■ Exercise task 1: Pick out and copy every line in the records below that contains the string "green".
--- begin Text segment ---
You could draw any number of conclusions from these six data points. But my strong impression is that we’re experiencing a switch in the legal market’s default setting.
Watching the legal profession today is like seeing a champion golfer, previously considered invulnerable, struggling with his game for so long that at a key moment, his opponents experience a sudden switch from feeling intimidated to feeling empowered. It’s like seeing a global business smartphone giant, whose products were once ubiquitous, suffering so many consecutive reversals of fortune that at a key moment, the market decides that the company’s products are no longer the default standard and switches en masse. It’s like seeing a national leader, in power for so long that everyone accepts his rule as a fait accompli, make enough bad decisions that the streets are filled with opponents who suddenly believe today, as they haven’t for many yesterdays, that change can happen.
The aura of incumbency is far more powerful than we realize. Politicians who “can’t” lose, products that “can’t” be outsold, majority opinions that “can’t” be swayed — in these and similar situations, the “can’t” is most often rooted in the challenger’s state of mind. The simple act of observing those who occupy positions of power leads us to credit them with more merit than they probably deserve. The incumbents, in turn, sense and absorb this impression, making them feel and appear even stronger, while also making them more complacent.
But when the aura of incumbency flickers or fades — when, for a variety of reasons, the “natural” leader suffers a series of setbacks and loses momentum — then a switch invariably occurs, first in people’s minds and then in the market. That’s where the legal profession is, right now.
We’ve held down the primary (if not the exclusive) position in the legal market for so long that everyone — ourselves included — came to believe that this was the natural order of things. Then things changed, as things tend to do. We’ve found ourselves losing much of our momentum and with it, much of our confidence. The aura of our incumbency has slipped. Everyone sees it, and everyone feels the change. And suddenly, we’re foundering.
--- end Text segment ---
--- begin Records for the task ---
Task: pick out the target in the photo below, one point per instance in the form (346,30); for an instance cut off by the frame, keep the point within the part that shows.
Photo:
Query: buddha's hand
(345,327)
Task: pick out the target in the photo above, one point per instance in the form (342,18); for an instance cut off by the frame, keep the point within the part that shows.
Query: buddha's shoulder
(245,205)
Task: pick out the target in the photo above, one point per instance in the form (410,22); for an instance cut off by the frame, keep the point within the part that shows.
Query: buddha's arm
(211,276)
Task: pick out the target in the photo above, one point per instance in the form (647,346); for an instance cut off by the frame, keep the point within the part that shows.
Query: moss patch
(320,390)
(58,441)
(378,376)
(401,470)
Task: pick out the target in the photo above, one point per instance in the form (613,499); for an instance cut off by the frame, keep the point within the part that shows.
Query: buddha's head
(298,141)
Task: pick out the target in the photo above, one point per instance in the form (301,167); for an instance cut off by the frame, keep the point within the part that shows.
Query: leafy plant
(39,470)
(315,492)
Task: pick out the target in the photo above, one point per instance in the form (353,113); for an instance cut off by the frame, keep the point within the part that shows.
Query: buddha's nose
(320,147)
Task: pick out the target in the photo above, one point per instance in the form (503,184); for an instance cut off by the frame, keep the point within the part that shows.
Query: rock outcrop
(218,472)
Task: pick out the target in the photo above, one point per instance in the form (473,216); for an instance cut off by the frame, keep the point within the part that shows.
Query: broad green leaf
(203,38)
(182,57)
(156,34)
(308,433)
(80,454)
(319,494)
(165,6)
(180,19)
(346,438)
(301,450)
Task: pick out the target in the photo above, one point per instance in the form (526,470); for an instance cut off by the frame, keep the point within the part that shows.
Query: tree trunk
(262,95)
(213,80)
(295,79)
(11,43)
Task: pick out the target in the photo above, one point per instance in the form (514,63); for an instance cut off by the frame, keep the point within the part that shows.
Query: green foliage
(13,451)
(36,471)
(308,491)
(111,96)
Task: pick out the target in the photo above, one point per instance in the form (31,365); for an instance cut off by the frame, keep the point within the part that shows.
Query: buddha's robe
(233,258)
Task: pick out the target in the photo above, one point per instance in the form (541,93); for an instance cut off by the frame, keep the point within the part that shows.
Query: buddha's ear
--- end Records for the task ---
■ Exercise task 2: Repeat, word for word, the passage on the legal profession from "The aura of incumbency is" up to and including "is, right now.".

■ Output 1:
Query: broad green leaf
Query: green foliage

■ Output 2:
The aura of incumbency is far more powerful than we realize. Politicians who “can’t” lose, products that “can’t” be outsold, majority opinions that “can’t” be swayed — in these and similar situations, the “can’t” is most often rooted in the challenger’s state of mind. The simple act of observing those who occupy positions of power leads us to credit them with more merit than they probably deserve. The incumbents, in turn, sense and absorb this impression, making them feel and appear even stronger, while also making them more complacent.
But when the aura of incumbency flickers or fades — when, for a variety of reasons, the “natural” leader suffers a series of setbacks and loses momentum — then a switch invariably occurs, first in people’s minds and then in the market. That’s where the legal profession is, right now.